Segmentation mask data
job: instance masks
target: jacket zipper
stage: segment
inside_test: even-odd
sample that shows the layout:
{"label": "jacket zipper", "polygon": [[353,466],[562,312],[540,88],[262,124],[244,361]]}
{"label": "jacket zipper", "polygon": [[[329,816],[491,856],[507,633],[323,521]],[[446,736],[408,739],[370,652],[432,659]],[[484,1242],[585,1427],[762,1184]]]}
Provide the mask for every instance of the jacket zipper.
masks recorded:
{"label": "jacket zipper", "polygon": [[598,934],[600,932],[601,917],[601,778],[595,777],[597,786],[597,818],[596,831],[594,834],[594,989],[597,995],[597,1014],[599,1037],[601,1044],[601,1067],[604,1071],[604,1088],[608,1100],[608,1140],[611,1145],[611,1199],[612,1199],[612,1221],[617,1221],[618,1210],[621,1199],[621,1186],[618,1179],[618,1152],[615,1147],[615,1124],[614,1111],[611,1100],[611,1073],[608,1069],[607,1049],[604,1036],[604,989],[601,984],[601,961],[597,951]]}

(Task statement) Above are the entries; repeat their lines exactly, from the first through the one that contains "Provide the mask".

(Solution to the exercise)
job: instance masks
target: jacket zipper
stage: segment
inside_test: even-odd
sample that shows the layout:
{"label": "jacket zipper", "polygon": [[353,466],[562,312],[540,88],[262,124],[244,361]]}
{"label": "jacket zipper", "polygon": [[[329,816],[491,856],[507,633],[323,521]],[[446,736],[408,739],[370,652],[432,659]],[[484,1242],[585,1427],[762,1184]]]}
Provide the mask for every instance of the jacket zipper.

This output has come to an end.